_Aufgabenstellung_
Gib die Einträge unten von der Zeile mit „Each instance receives one keypoint. Annotate the truck“ bis zum Ende der Einträge erneut wieder, die Aufforderungen eingeschlossen. Multipliziere dabei jede Koordinate in den Antworten mit 2,4 und runde auf ganze Zahlen, wobei Hälften aufgerundet werden.

_Vorliegende Daten_
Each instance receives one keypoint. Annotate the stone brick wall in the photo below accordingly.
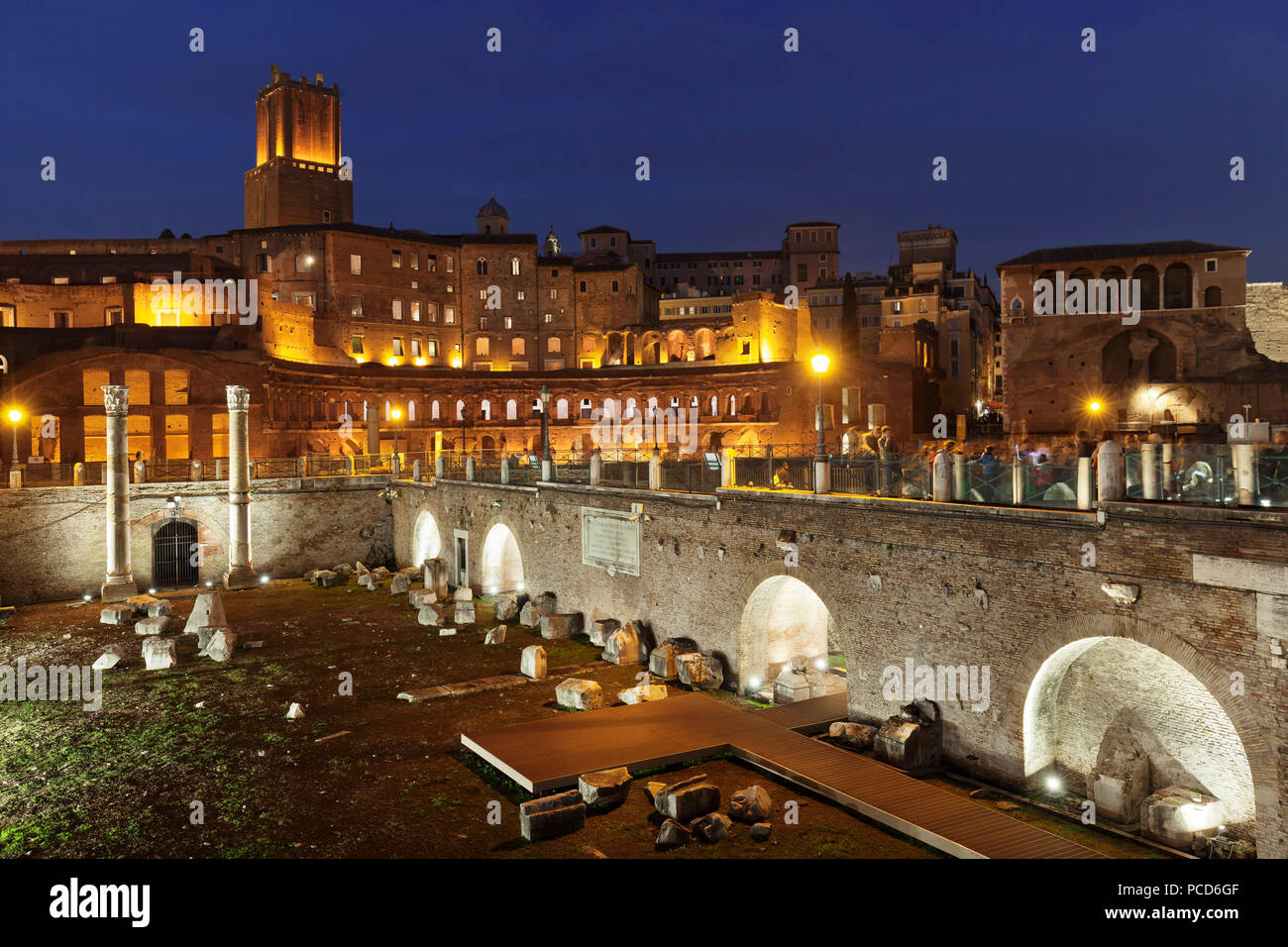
(54, 538)
(944, 585)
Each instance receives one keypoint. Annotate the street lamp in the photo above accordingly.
(14, 418)
(545, 433)
(819, 363)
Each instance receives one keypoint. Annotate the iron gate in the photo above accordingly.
(174, 556)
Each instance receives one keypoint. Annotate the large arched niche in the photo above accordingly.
(1103, 671)
(500, 562)
(784, 617)
(426, 543)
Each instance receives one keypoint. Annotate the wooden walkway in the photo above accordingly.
(552, 754)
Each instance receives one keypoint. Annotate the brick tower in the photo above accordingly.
(296, 174)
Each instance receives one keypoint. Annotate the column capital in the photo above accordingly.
(239, 398)
(116, 399)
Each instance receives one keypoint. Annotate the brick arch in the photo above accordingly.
(746, 646)
(1249, 731)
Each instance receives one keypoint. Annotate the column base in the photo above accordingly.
(119, 590)
(241, 578)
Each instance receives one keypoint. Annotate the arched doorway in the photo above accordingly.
(784, 617)
(1103, 696)
(425, 540)
(501, 567)
(174, 556)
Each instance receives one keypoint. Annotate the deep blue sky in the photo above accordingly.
(1046, 146)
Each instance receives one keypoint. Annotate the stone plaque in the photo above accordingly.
(610, 541)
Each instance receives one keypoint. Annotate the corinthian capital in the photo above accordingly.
(239, 398)
(116, 399)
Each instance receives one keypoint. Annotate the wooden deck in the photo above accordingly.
(552, 754)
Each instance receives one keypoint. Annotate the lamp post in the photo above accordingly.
(546, 463)
(14, 418)
(822, 474)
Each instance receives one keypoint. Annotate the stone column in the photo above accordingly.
(1149, 471)
(119, 582)
(240, 574)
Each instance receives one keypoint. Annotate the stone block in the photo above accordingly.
(857, 735)
(153, 626)
(700, 672)
(532, 661)
(751, 804)
(601, 629)
(561, 625)
(116, 615)
(552, 815)
(604, 788)
(709, 827)
(207, 609)
(578, 693)
(159, 654)
(688, 799)
(110, 659)
(220, 646)
(419, 598)
(1175, 815)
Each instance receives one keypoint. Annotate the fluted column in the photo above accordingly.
(119, 582)
(240, 574)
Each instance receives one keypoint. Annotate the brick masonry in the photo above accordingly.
(1186, 638)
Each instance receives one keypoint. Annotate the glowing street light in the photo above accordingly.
(819, 363)
(14, 416)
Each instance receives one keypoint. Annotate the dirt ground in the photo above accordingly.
(127, 780)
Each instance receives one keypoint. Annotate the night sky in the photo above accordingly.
(1046, 146)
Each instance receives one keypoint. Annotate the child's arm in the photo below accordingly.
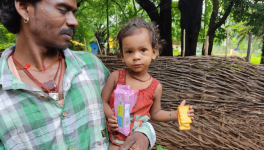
(106, 92)
(164, 116)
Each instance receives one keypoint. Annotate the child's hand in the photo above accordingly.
(190, 112)
(112, 122)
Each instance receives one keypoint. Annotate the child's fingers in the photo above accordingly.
(191, 115)
(114, 129)
(113, 125)
(190, 111)
(111, 120)
(183, 103)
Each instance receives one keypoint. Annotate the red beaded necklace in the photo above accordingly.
(50, 86)
(137, 78)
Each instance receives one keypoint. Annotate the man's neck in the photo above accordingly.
(28, 51)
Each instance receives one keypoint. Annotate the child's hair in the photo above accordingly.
(130, 28)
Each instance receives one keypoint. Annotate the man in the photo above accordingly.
(49, 95)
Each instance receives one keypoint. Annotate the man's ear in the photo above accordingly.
(154, 54)
(22, 9)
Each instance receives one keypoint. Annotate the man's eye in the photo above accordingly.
(63, 11)
(143, 50)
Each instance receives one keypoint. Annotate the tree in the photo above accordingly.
(162, 19)
(213, 25)
(191, 16)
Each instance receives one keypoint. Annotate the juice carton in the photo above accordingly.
(125, 99)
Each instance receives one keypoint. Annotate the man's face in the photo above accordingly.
(53, 23)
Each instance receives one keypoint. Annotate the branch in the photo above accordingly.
(223, 19)
(151, 9)
(124, 14)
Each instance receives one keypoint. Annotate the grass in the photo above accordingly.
(255, 58)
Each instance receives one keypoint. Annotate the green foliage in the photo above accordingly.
(160, 148)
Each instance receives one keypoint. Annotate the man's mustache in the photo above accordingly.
(70, 31)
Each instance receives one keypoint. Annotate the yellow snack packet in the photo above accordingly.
(183, 115)
(184, 128)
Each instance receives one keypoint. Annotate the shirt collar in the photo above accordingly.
(8, 81)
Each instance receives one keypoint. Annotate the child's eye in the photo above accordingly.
(143, 50)
(128, 52)
(62, 11)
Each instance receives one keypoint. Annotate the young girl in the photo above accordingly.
(138, 41)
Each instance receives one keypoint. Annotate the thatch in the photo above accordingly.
(227, 95)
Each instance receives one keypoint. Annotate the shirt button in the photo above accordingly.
(64, 114)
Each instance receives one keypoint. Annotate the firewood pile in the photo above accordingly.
(227, 95)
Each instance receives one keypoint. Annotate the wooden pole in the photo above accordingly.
(85, 48)
(227, 34)
(206, 46)
(99, 46)
(184, 34)
(249, 45)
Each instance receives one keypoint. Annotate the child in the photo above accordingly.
(138, 42)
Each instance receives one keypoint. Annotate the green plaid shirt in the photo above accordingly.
(30, 119)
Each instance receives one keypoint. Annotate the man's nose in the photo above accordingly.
(72, 21)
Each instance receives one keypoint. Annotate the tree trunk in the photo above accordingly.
(213, 26)
(163, 20)
(191, 15)
(108, 34)
(262, 55)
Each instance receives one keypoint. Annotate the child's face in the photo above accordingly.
(138, 51)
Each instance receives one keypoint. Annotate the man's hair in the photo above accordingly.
(9, 16)
(136, 23)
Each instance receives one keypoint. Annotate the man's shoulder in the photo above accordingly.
(83, 55)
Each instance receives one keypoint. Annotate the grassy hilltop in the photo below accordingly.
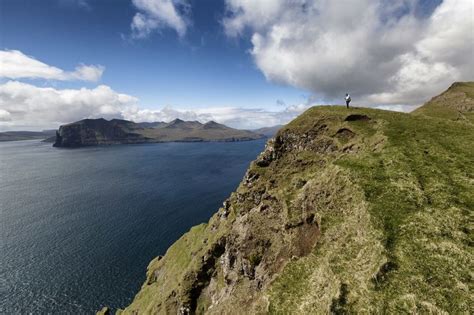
(346, 211)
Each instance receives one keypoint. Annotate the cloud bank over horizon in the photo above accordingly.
(24, 105)
(382, 52)
(385, 53)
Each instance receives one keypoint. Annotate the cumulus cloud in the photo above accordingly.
(237, 117)
(23, 104)
(16, 65)
(159, 14)
(382, 52)
(26, 106)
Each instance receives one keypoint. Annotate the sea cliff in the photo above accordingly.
(346, 211)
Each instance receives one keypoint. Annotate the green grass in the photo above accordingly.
(393, 200)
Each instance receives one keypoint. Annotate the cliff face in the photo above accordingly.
(346, 211)
(89, 132)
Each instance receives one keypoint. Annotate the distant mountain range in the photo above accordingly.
(90, 132)
(268, 131)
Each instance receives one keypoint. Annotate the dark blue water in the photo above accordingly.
(79, 226)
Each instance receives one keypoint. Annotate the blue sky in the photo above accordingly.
(205, 68)
(244, 63)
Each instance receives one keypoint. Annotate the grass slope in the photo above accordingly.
(346, 211)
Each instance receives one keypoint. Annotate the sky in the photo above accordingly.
(244, 63)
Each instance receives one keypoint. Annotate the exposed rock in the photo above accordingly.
(89, 132)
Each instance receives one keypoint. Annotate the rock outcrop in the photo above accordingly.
(90, 132)
(346, 211)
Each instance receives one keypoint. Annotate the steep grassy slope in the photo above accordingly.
(346, 211)
(456, 103)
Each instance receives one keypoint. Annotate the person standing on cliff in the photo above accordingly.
(348, 100)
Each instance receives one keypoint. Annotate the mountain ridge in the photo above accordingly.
(346, 211)
(100, 131)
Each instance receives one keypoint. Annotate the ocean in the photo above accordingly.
(79, 226)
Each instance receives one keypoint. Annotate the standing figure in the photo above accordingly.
(348, 100)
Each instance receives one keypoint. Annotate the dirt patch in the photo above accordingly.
(345, 134)
(357, 117)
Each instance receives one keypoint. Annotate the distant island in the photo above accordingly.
(90, 132)
(346, 211)
(47, 135)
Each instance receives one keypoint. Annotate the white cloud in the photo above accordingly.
(16, 65)
(158, 14)
(382, 52)
(242, 118)
(5, 115)
(25, 106)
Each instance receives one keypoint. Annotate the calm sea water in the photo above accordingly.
(78, 227)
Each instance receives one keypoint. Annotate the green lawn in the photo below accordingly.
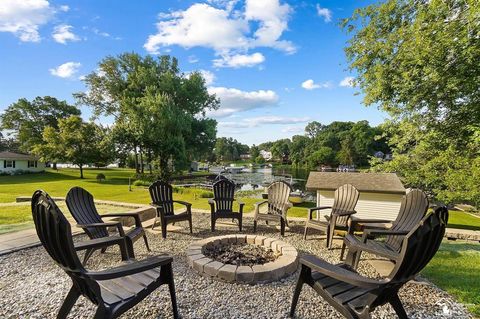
(455, 268)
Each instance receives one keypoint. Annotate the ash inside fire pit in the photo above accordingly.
(240, 254)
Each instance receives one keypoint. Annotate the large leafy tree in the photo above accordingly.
(28, 119)
(418, 60)
(130, 88)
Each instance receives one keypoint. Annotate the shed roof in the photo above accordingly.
(364, 182)
(17, 156)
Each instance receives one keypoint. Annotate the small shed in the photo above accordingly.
(11, 162)
(380, 193)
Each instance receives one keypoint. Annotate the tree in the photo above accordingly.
(313, 129)
(417, 60)
(323, 156)
(229, 149)
(129, 87)
(28, 119)
(281, 148)
(254, 152)
(419, 57)
(297, 149)
(74, 141)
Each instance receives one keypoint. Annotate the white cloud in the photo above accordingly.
(263, 120)
(66, 70)
(239, 60)
(228, 31)
(101, 33)
(325, 13)
(208, 76)
(62, 33)
(234, 100)
(293, 129)
(347, 82)
(199, 25)
(311, 85)
(24, 18)
(192, 59)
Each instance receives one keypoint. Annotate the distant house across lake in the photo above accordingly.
(11, 163)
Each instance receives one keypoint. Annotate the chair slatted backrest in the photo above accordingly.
(81, 205)
(420, 245)
(162, 194)
(278, 194)
(345, 199)
(55, 234)
(413, 208)
(223, 195)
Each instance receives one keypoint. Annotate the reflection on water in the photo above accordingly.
(258, 178)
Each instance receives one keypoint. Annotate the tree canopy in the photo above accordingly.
(158, 110)
(28, 119)
(418, 60)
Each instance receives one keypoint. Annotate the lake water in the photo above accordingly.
(257, 178)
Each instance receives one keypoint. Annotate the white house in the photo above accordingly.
(266, 155)
(380, 193)
(14, 162)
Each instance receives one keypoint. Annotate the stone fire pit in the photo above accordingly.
(271, 260)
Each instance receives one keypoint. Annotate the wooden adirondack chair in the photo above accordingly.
(114, 290)
(222, 203)
(162, 199)
(344, 202)
(355, 296)
(278, 205)
(81, 205)
(412, 209)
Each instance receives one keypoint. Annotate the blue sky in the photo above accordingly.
(275, 65)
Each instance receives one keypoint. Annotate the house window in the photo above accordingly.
(32, 164)
(8, 164)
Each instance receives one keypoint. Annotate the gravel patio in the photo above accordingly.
(32, 286)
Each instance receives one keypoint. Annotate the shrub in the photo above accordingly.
(101, 177)
(140, 182)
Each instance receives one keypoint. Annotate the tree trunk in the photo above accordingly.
(149, 158)
(164, 169)
(141, 160)
(136, 160)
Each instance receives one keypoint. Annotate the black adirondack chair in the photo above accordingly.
(278, 205)
(221, 205)
(114, 290)
(162, 199)
(81, 205)
(355, 296)
(412, 209)
(344, 202)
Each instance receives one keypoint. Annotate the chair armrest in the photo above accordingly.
(130, 268)
(319, 208)
(386, 232)
(136, 216)
(106, 224)
(369, 220)
(182, 203)
(338, 272)
(312, 209)
(257, 204)
(344, 212)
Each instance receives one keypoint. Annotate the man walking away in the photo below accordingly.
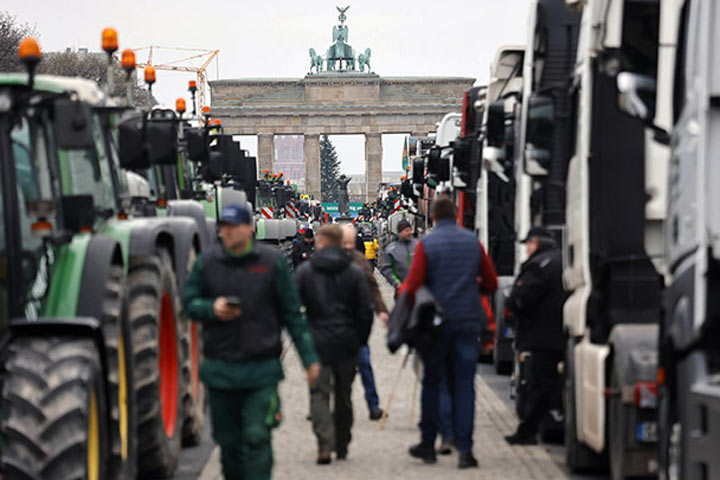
(363, 362)
(537, 300)
(455, 267)
(398, 255)
(303, 248)
(337, 299)
(243, 294)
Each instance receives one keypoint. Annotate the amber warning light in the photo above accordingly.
(109, 40)
(128, 60)
(180, 105)
(149, 74)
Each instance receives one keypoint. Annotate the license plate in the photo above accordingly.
(646, 432)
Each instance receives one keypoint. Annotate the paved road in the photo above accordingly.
(382, 454)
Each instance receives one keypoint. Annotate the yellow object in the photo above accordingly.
(93, 446)
(371, 249)
(29, 50)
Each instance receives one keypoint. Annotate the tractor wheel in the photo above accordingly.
(154, 316)
(54, 410)
(118, 345)
(194, 398)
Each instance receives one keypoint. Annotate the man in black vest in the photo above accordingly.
(537, 300)
(337, 299)
(244, 295)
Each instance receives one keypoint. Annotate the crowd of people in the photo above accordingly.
(245, 293)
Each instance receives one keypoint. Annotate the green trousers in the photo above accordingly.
(242, 421)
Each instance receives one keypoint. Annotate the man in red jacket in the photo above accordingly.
(453, 264)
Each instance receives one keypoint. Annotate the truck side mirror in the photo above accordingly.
(636, 95)
(162, 142)
(132, 145)
(73, 125)
(539, 135)
(496, 124)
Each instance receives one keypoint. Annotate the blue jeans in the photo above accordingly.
(445, 422)
(453, 356)
(367, 377)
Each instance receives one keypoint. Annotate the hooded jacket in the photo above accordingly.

_Lösung_
Each instance receives one keypoint. Annotate the truck side mirror in the photo above accordingly.
(1526, 228)
(389, 341)
(317, 348)
(175, 300)
(1294, 324)
(1190, 298)
Each instance receives one keypoint. Annotate the blue jeans in the photo above accordingly.
(1068, 1013)
(1087, 854)
(881, 905)
Each instance receives one keypoint. Annotate the hooded jacket in the photo above accordingly.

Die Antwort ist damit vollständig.